WHAT THE TASK REQUIRES:
Could you turn every line of the entries below into a Markdown table with a "Row" column for the row number and a "Line" column for the line itself, leaving out blank lines?

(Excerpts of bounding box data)
►
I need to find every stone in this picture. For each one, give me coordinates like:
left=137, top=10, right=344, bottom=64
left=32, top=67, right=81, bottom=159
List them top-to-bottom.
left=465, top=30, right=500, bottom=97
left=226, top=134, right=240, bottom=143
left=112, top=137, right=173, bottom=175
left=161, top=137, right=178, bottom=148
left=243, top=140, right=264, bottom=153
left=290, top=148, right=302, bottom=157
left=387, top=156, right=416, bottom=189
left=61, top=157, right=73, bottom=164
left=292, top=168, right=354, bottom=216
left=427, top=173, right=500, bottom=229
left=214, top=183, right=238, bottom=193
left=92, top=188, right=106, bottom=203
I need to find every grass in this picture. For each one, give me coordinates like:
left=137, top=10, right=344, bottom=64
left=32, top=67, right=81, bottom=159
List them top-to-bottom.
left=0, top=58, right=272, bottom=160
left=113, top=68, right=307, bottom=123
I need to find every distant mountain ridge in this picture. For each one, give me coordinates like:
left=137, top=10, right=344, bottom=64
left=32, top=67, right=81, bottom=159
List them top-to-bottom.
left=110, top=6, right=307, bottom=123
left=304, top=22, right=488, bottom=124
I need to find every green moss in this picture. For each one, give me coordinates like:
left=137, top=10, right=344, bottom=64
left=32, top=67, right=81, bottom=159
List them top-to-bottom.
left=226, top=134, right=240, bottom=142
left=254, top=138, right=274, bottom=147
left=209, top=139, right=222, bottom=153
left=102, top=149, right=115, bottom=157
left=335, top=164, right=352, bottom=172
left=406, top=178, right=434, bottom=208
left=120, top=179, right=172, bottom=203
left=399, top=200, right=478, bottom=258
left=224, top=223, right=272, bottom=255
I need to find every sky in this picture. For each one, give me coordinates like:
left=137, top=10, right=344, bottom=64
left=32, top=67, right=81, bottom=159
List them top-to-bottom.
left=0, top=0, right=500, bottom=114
◄
EXERCISE RESPONSE:
| Row | Line |
|---|---|
| 1 | I need to find every stone in this picture. For each one, give me coordinates like: |
| 2 | left=137, top=10, right=344, bottom=64 |
| 3 | left=32, top=67, right=81, bottom=159 |
| 4 | List them top-to-bottom. |
| 5 | left=465, top=30, right=500, bottom=97 |
| 6 | left=226, top=134, right=240, bottom=143 |
| 7 | left=112, top=137, right=173, bottom=175 |
| 8 | left=161, top=137, right=178, bottom=148 |
| 9 | left=243, top=140, right=264, bottom=153 |
| 10 | left=290, top=148, right=302, bottom=157 |
| 11 | left=387, top=156, right=416, bottom=189 |
| 12 | left=61, top=157, right=73, bottom=164 |
| 13 | left=292, top=168, right=354, bottom=216 |
| 14 | left=427, top=173, right=500, bottom=229 |
| 15 | left=214, top=183, right=238, bottom=193 |
| 16 | left=92, top=188, right=106, bottom=203 |
| 17 | I need to find every grass in this picture. For each one, give me coordinates like: |
| 18 | left=137, top=10, right=344, bottom=64 |
| 19 | left=32, top=67, right=81, bottom=159 |
| 20 | List them top-to-bottom. |
| 21 | left=0, top=58, right=272, bottom=160 |
| 22 | left=113, top=68, right=307, bottom=123 |
| 23 | I need to find every distant mountain ridge in this picture. For each one, give me coordinates like: |
| 24 | left=137, top=10, right=344, bottom=64 |
| 25 | left=32, top=67, right=81, bottom=159 |
| 26 | List them top-to-bottom. |
| 27 | left=110, top=6, right=307, bottom=123 |
| 28 | left=304, top=22, right=488, bottom=124 |
| 29 | I need to find every green moss in this picture. For each one, give me coordinates like: |
| 30 | left=137, top=10, right=344, bottom=64 |
| 31 | left=32, top=67, right=81, bottom=159 |
| 32 | List them top-to-bottom. |
| 33 | left=226, top=134, right=240, bottom=142 |
| 34 | left=254, top=138, right=274, bottom=147 |
| 35 | left=209, top=139, right=222, bottom=153 |
| 36 | left=102, top=149, right=115, bottom=157 |
| 37 | left=335, top=164, right=352, bottom=172 |
| 38 | left=406, top=178, right=434, bottom=208 |
| 39 | left=120, top=179, right=172, bottom=203 |
| 40 | left=399, top=200, right=478, bottom=258 |
| 41 | left=224, top=223, right=272, bottom=255 |
| 42 | I need to find every sky in this picture. For each one, give me coordinates like: |
| 43 | left=137, top=10, right=344, bottom=64 |
| 44 | left=32, top=67, right=81, bottom=159 |
| 45 | List them top-to-bottom. |
| 46 | left=0, top=0, right=500, bottom=114 |